-- MATERIAL SHOWN follows --

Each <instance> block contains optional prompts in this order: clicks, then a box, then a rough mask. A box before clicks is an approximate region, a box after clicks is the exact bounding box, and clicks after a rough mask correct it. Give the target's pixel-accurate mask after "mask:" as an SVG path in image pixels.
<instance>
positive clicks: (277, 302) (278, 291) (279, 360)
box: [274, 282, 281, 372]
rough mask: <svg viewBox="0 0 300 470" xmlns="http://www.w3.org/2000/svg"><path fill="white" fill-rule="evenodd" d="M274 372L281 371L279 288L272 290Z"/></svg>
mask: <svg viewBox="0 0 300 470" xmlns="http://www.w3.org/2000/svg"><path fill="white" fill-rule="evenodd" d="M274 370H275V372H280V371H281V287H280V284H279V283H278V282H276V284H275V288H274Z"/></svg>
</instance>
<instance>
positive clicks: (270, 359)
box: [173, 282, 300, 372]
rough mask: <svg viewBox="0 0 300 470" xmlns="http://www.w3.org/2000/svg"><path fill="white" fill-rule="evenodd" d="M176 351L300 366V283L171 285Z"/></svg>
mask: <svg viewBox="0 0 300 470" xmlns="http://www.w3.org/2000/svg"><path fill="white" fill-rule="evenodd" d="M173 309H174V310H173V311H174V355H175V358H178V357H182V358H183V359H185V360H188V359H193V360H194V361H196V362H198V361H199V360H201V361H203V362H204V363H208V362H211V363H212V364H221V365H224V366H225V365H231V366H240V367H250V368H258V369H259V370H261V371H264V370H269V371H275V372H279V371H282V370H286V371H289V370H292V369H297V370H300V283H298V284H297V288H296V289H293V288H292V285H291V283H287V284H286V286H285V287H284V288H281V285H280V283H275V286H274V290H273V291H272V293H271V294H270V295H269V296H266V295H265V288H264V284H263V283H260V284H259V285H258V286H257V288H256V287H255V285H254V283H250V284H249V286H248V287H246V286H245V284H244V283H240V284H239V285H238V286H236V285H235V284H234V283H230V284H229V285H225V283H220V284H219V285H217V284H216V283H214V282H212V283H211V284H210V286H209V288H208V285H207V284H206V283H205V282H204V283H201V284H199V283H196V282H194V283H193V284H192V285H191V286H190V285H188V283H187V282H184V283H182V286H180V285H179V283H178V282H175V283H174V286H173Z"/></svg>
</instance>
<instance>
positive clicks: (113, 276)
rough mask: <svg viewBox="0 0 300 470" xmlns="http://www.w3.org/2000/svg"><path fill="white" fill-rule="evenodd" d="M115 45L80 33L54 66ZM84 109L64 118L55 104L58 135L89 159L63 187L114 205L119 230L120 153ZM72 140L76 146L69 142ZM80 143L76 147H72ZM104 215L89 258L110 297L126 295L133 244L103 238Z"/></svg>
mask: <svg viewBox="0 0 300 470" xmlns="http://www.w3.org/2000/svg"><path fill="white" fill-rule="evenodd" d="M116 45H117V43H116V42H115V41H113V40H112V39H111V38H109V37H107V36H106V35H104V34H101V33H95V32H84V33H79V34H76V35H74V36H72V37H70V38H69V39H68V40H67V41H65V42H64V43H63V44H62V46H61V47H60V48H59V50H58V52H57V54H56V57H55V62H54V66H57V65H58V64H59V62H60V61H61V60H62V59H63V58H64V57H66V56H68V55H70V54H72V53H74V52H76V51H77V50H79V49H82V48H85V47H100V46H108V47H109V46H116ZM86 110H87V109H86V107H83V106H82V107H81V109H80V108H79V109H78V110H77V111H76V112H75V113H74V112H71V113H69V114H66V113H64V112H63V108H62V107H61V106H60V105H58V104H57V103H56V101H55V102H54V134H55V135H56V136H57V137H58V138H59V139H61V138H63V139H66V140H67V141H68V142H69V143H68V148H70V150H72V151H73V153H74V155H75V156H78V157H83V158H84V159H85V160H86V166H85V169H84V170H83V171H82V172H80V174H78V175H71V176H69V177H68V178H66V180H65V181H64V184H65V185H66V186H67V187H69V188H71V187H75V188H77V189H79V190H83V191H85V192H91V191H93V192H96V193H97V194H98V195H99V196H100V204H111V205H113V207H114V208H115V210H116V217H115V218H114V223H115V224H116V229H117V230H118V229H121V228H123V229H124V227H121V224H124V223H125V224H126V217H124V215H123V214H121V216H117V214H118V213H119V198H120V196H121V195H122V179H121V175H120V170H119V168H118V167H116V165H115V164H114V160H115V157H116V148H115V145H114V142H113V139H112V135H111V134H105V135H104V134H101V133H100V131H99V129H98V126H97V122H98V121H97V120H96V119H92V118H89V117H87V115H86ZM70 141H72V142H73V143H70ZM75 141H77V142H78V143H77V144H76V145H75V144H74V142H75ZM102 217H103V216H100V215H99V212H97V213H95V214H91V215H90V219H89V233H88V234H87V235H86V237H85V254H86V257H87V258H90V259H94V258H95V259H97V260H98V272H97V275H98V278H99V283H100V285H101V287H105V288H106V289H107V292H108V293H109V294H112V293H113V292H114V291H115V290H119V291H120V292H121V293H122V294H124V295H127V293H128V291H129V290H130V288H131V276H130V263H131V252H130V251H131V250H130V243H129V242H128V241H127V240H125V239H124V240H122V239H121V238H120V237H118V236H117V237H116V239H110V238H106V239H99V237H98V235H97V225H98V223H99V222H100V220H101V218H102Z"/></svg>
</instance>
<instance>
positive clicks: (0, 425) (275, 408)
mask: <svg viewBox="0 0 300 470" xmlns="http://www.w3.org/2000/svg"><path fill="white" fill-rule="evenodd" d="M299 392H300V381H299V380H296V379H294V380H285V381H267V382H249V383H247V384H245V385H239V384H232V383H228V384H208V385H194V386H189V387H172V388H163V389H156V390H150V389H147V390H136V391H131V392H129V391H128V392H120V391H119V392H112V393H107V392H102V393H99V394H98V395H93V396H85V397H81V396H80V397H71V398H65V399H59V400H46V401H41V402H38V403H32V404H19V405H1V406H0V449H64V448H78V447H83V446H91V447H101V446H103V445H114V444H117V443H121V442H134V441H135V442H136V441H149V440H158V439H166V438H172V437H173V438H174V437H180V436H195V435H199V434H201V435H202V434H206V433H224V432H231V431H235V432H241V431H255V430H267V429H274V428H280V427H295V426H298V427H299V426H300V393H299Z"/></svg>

-- MATERIAL SHOWN concluded --
-- MATERIAL SHOWN follows --

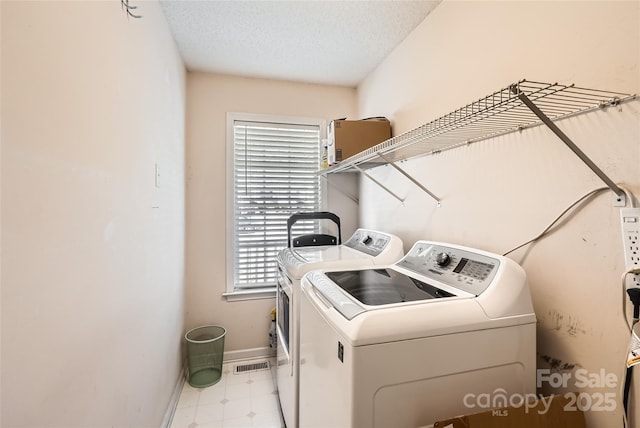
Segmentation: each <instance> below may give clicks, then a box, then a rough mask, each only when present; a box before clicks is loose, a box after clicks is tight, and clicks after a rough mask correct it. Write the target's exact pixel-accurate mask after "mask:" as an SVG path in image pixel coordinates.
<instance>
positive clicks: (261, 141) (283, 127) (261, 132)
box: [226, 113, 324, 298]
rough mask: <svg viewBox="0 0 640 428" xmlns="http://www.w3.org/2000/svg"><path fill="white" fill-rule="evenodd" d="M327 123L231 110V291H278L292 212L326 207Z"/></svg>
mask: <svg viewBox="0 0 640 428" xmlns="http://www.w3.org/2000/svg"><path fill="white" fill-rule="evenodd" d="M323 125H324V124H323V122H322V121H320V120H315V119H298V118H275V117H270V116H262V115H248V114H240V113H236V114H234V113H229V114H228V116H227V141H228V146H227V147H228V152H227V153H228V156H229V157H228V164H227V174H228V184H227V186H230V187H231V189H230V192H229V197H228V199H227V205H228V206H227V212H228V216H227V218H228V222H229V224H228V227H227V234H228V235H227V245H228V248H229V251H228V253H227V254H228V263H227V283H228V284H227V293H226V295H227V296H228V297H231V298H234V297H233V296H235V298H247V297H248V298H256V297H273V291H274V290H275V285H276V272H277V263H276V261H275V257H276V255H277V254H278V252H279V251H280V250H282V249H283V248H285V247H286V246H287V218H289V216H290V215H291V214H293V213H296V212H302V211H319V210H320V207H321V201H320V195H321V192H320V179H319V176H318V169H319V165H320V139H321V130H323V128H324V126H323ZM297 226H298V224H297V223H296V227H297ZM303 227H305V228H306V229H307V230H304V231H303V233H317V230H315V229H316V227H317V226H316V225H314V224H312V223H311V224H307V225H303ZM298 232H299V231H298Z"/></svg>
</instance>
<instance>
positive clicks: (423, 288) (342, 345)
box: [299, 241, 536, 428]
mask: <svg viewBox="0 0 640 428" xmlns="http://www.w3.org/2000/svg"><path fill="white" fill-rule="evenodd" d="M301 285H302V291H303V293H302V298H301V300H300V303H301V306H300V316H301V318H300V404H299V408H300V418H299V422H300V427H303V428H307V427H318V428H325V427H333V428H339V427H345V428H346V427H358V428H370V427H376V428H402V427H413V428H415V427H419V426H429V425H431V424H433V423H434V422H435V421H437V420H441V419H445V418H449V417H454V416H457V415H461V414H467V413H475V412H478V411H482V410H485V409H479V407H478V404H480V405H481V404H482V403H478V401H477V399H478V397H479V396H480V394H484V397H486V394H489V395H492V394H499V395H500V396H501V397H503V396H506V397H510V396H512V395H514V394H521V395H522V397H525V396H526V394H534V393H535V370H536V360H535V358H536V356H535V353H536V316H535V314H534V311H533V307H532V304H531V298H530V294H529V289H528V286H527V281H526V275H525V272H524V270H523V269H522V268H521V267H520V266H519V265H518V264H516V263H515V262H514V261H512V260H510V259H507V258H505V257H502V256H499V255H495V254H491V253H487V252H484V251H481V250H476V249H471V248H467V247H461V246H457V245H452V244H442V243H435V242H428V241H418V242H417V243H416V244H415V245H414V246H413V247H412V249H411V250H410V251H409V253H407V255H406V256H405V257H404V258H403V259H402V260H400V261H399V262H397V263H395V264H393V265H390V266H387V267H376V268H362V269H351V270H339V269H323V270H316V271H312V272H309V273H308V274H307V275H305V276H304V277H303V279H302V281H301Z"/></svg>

-- MATERIAL SHOWN concluded --
-- MATERIAL SHOWN follows --

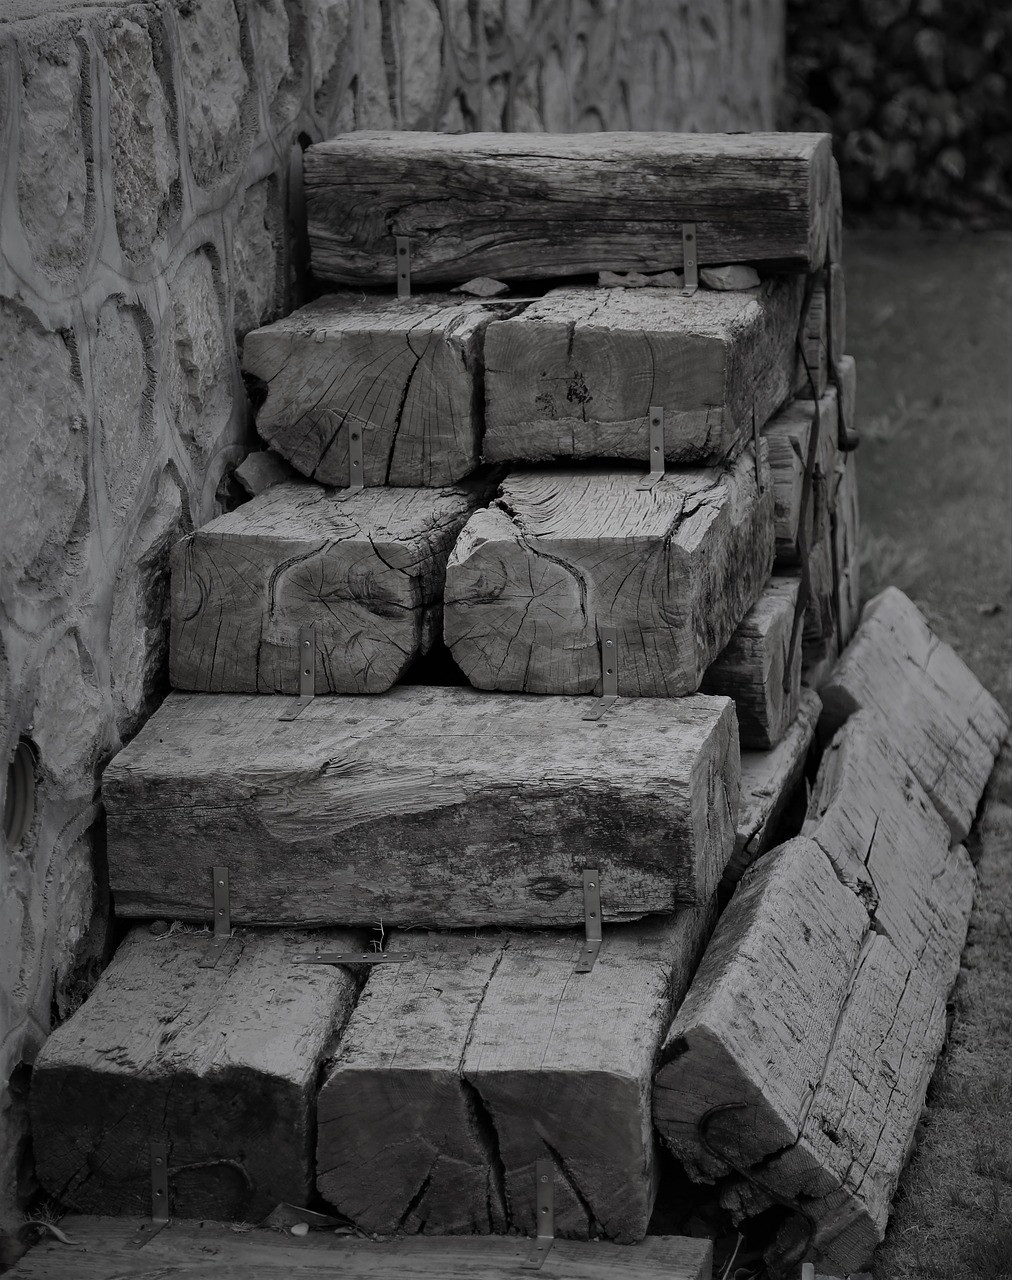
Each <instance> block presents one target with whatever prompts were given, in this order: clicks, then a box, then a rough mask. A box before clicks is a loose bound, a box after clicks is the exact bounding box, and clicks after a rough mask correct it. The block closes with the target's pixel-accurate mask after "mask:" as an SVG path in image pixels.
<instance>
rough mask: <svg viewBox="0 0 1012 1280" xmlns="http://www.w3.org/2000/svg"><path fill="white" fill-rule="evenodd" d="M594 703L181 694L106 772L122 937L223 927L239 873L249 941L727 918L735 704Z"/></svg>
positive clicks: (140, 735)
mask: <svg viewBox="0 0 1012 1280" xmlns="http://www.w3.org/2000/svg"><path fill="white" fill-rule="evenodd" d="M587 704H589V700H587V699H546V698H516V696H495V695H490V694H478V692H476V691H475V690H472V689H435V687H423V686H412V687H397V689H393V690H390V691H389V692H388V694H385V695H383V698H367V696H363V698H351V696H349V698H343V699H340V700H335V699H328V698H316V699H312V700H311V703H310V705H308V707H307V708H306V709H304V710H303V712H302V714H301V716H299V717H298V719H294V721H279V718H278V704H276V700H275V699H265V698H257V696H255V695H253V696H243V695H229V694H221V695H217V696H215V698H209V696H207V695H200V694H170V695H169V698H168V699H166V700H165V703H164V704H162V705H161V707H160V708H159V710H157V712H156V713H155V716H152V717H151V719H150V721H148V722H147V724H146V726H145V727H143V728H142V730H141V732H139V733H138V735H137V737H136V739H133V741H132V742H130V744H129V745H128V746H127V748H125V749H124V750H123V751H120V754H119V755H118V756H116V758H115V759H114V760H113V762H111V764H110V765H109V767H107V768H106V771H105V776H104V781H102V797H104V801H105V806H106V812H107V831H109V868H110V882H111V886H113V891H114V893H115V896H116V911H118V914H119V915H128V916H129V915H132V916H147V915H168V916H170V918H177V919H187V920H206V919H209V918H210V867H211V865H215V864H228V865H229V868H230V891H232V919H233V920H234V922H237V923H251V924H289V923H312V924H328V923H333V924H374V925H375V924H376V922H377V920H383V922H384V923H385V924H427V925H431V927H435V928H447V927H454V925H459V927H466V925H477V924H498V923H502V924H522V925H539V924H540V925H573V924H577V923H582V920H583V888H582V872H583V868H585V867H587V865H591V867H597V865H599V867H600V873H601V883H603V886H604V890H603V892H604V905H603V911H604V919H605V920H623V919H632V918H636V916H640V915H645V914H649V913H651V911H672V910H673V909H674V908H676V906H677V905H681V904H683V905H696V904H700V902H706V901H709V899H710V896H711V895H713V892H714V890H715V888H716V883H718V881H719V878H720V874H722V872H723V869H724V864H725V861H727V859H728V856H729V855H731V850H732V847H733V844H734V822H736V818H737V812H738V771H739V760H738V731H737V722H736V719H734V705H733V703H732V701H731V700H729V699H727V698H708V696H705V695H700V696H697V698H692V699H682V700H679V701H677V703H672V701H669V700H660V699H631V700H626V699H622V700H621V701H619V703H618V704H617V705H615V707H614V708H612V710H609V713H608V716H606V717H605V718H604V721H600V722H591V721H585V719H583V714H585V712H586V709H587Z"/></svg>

-- MATERIAL SHOWN concluded --

> **PROBLEM DETAILS**
What is needed is an exact copy of the lines above, from the one containing "positive clicks: (270, 359)" through the one containing "positive clicks: (113, 276)", with nothing added.

> **RESPONSE BOX**
positive clicks: (270, 359)
box: [173, 282, 300, 372]
rough mask: <svg viewBox="0 0 300 470" xmlns="http://www.w3.org/2000/svg"><path fill="white" fill-rule="evenodd" d="M176 351L300 366V283L171 285Z"/></svg>
mask: <svg viewBox="0 0 300 470" xmlns="http://www.w3.org/2000/svg"><path fill="white" fill-rule="evenodd" d="M173 309H174V310H173V311H174V355H175V358H178V357H182V358H183V359H185V360H188V359H193V360H194V361H196V362H198V361H199V360H201V361H203V362H204V363H208V362H211V363H212V364H221V365H224V366H225V365H231V366H240V367H250V368H258V369H259V370H261V371H264V370H269V371H275V372H279V371H282V370H286V371H289V370H292V369H297V370H300V283H298V284H297V288H296V289H293V288H292V285H291V283H287V284H286V286H285V287H284V288H281V285H280V283H275V286H274V290H273V291H272V293H271V294H270V295H269V296H266V295H265V288H264V284H263V283H260V284H259V285H258V286H257V288H256V287H255V285H254V283H250V284H249V286H248V287H246V286H245V284H244V283H240V284H239V285H238V286H236V285H235V284H234V283H230V284H229V285H225V283H220V284H219V285H217V284H216V283H214V282H212V283H211V284H210V286H209V288H208V285H207V284H206V283H205V282H204V283H201V284H199V283H196V282H194V283H193V284H192V285H191V286H190V285H188V283H187V282H184V283H182V286H180V285H179V283H178V282H175V283H174V286H173Z"/></svg>
</instance>
<instance>
positive clicks: (113, 276)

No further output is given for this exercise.